BEGIN RECORDS

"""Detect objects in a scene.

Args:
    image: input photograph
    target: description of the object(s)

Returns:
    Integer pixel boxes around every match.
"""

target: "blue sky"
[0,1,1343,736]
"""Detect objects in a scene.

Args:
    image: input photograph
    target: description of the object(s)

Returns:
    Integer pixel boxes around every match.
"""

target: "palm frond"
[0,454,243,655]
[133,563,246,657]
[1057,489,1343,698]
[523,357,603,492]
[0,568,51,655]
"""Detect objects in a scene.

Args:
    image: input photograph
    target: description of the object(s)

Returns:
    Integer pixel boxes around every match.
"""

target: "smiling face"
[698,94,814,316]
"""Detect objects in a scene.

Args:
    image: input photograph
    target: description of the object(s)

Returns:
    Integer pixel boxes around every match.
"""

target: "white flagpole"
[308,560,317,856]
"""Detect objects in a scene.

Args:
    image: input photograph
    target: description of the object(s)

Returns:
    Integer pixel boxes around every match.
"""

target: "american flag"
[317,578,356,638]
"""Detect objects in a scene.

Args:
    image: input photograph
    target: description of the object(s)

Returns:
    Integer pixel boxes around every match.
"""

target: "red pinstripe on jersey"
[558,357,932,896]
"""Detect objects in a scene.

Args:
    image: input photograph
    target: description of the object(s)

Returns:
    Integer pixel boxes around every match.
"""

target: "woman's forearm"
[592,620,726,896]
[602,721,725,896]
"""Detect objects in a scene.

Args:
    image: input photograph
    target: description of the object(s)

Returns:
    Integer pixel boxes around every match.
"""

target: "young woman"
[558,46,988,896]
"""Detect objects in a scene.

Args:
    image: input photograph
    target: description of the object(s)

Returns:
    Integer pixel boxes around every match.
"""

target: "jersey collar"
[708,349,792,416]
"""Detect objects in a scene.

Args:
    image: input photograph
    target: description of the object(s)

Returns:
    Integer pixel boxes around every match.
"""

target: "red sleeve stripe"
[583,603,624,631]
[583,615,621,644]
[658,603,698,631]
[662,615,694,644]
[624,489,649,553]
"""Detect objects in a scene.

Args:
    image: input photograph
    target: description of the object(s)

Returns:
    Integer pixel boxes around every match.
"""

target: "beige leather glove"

END RECORDS

WHAT THE TASK REQUIRES >> Reproduce all of the lines above verbatim, from the first to the last.

EXERCISE OUTPUT >>
"""Detect objects in a scene.

Args:
    image: input photograph
    target: description of the object(s)

Returns:
    Integer pixel boxes around every match.
"""

target: "blue sky"
[0,1,1343,736]
"""Detect objects in a scene.

Args:
    image: input photograph
    target: description of the object(s)

Returns:
    Integer pixel boxes around every match.
"""

target: "palm frond"
[0,454,243,655]
[133,563,246,657]
[1057,489,1343,698]
[523,357,603,492]
[0,568,51,655]
"""Detect objects in a scene.

Args:
    image: input photograph
    target: description of the object(s)

Returns:
    Integer pixel boxes around every match.
"""

target: "smiling face"
[698,94,814,316]
"""Detect objects in a scene.

Args:
    image: input photograph
    target: description of the object(s)

Returns:
    Integer pixel boxes around every match.
"""

target: "white flagpole"
[308,560,317,856]
"""Detect objects in a scene.

Args:
    image: input photograph
    target: description of the object(s)

Returns:
    Integer pixel boxes around every match.
"""

target: "american flag"
[317,578,356,638]
"""Detect objects in a scene.

Args:
    image: input photograph
    target: description of the object(s)

Returns:
    Integer pixel boxes around every match.
"""

target: "red pinstripe on jersey"
[558,357,932,896]
"""Detect objects in a scene.

Args:
    image: input photograph
    target: description of the object(s)

Returns:
    Integer pixel boxes around every match.
"""

target: "woman's forearm"
[592,620,726,896]
[602,721,725,896]
"""Detect objects in a scene.

Args:
    image: input photograph
    target: description of the object(s)

Returns:
    Integer pixel boxes around every match.
"""

target: "young woman"
[558,46,988,896]
"""Detect objects in a scene.

Args:
    image: input photograph
    target: description of the object(s)

Returns:
    Integer pixel boxes around every match.
"""

target: "jersey collar"
[708,349,792,416]
"""Detect objects in a scene.

Args:
    image: input photograph
    target: description of the object(s)

Returns:
    Integer pixel boxes around every match.
"""

target: "red sleeve stripe"
[583,603,624,631]
[583,615,621,644]
[658,603,698,631]
[662,615,694,644]
[624,489,649,553]
"""Detect objects in a scene.

Args:
    image: input photograph
    target: description of the object(s)

Returns:
    Integer pixel boxes around every match.
"""

target: "beige leather glove"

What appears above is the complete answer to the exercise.